→ Exercise instructions:
Here are some entries. Repeat all of them exactly.

→ The records:
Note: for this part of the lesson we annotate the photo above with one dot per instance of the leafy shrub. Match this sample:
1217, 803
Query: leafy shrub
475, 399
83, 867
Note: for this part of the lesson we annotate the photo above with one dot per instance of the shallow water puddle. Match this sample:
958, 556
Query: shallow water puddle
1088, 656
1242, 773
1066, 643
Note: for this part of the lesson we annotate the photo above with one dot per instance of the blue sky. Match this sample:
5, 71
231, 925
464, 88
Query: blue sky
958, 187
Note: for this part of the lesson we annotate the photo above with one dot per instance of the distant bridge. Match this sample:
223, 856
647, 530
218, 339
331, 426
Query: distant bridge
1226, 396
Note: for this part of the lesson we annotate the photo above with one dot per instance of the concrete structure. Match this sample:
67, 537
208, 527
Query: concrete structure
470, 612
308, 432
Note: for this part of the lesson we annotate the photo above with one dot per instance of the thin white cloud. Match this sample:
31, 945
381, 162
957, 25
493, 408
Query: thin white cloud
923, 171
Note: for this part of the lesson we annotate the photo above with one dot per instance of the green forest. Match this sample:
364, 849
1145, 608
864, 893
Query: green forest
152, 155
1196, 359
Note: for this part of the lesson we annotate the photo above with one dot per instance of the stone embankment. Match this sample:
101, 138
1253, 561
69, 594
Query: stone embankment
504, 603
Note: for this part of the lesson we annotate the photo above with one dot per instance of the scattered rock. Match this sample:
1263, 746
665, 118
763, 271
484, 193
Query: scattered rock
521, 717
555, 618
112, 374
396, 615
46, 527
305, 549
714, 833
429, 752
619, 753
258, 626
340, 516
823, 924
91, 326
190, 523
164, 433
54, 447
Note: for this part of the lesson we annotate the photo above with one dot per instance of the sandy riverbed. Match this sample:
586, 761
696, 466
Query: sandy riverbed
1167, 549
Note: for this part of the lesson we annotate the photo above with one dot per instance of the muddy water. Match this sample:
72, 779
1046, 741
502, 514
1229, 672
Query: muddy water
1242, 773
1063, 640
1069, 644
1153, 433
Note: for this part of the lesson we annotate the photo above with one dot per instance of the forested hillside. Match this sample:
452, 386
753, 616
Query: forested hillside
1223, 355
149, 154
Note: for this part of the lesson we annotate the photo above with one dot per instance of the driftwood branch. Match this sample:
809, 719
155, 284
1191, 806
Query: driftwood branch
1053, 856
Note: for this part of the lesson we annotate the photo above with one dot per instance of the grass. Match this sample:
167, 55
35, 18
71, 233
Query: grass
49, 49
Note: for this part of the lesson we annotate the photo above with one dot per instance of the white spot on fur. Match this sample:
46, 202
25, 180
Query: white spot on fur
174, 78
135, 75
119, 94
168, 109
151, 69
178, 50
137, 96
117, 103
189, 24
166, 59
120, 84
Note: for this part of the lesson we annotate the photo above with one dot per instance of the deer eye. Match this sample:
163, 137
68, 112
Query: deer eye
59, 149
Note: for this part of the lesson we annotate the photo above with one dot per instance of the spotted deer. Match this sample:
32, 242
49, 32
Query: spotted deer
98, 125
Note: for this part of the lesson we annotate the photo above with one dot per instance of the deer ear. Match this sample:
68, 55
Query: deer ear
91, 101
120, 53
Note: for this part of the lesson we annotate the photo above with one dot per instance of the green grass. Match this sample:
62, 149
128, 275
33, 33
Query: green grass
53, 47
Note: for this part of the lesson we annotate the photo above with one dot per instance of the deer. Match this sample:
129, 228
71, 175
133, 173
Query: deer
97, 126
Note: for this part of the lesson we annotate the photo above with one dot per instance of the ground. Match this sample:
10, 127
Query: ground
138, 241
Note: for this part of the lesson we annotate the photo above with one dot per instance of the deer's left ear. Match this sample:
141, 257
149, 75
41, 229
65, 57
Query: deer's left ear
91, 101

→ Problem solution:
Note: for this part of the lesson we annotate the photo above with one dot per instance of the leafy shrub. Match this sample:
1217, 803
Query: leafy shrub
475, 399
83, 867
Note: for this part of the lesson we annotate the photo above with one dot per instance of the shallow water puddle. Match this sample:
958, 556
Query: shallow water puddle
1088, 656
1242, 773
1066, 643
Note: for this part of the lesson we annotate the photo above with one dot per instance of the blue sky. Match this sample:
5, 71
231, 925
464, 88
Query: blue sky
958, 187
Note: for this part of the lesson we annotate the photo above with one dot per instance of the distant bridge. Match this sample:
223, 856
647, 530
218, 339
331, 426
Query: distant bridge
1226, 396
Note: for this part of the lesson we annotate the photo above with one dot per instance of the concrete structure. Match this sample:
67, 537
208, 527
Query: concrete structure
470, 612
308, 432
Note: for this part of the lesson we annotate the photo above with one dot per instance of the thin white cloud. Match this sample:
31, 945
381, 162
957, 25
493, 408
Query: thin white cloud
923, 171
Note: for this part of the lesson we annotate the photo above with one dot per instance of the green forest. Match this sample:
364, 849
1145, 608
864, 893
Query: green forest
152, 155
1196, 359
Note: for this part of the lesson we annotate the photo above with one dot per instance of the stone embankment. Match this sample:
101, 138
1253, 561
69, 594
Query: stone embankment
504, 603
Note: for this part of the lesson we annotate the photo above with one dot per instance of the scattered rock. Match this sample:
1263, 746
665, 118
763, 271
484, 193
Query: scattered rock
521, 717
555, 618
112, 374
396, 615
46, 527
305, 549
714, 833
429, 752
619, 753
258, 626
340, 516
823, 924
91, 326
190, 523
164, 433
54, 447
Note: for this part of the lesson we annotate the photo above with one dot per instance of the sandy riverbed. Match this sample:
586, 761
696, 466
Query: sandy riverbed
1167, 549
Note: for this part of the lesson we annotate the photo above with one dot per instance of the muddy water. Match this sample:
72, 779
1046, 741
502, 514
1229, 672
Query: muddy water
1242, 773
1063, 640
1069, 644
1153, 433
Note: for this part of the lesson we annotate the photo above with one dot per instance of the forested hillside. Match this sample:
452, 386
753, 616
Query: forested hillside
1223, 355
149, 154
Note: for this part of the lesson we annotate the photo above with one dot per instance of the driftwood branch. Match this sample:
809, 719
155, 284
1191, 806
Query: driftwood branch
1053, 856
Note: for this part of the lesson we annotate the photo above with one dot per instance of the grass. Match this sample:
167, 55
35, 18
71, 233
Query: grass
49, 49
Note: for this part of the lesson we annotate the photo above with one dot per instance of the white spot on fur. Match this sample:
46, 202
25, 180
Query: white spot on fur
174, 78
135, 75
119, 94
168, 109
151, 69
178, 50
137, 96
117, 103
189, 24
166, 59
120, 84
Note: for this part of the lesson we annotate the photo above with one dot per instance of the deer eye. Match this sample:
163, 137
68, 112
Query: deer eye
59, 149
Note: for this part of the lesson we annotate the photo above with one dot per instance of the spotted deer. Match this sample:
32, 242
49, 32
Query: spotted deer
98, 125
Note: for this part of the lesson we annotate the photo above with one dot per instance of the deer ear. Match this sample:
68, 55
Query: deer ear
91, 101
120, 53
Note: for this part of the lesson we annotate the photo above with one dot per instance of the green grass. Match this sample:
62, 149
128, 275
33, 33
Query: green grass
53, 47
Note: for this part of the lesson we annotate the photo above with one dot per instance of the deer. Match this sample:
129, 228
71, 175
133, 173
Query: deer
97, 126
Note: for this part of the lesson we annotate the photo above with one dot per instance of the ground. Match this sample:
10, 127
Query: ground
138, 241
Note: for this part of the lesson we annotate the photo above with one dot per instance of the deer's left ear. Match this sample:
141, 257
149, 75
41, 229
65, 57
Query: deer's left ear
91, 101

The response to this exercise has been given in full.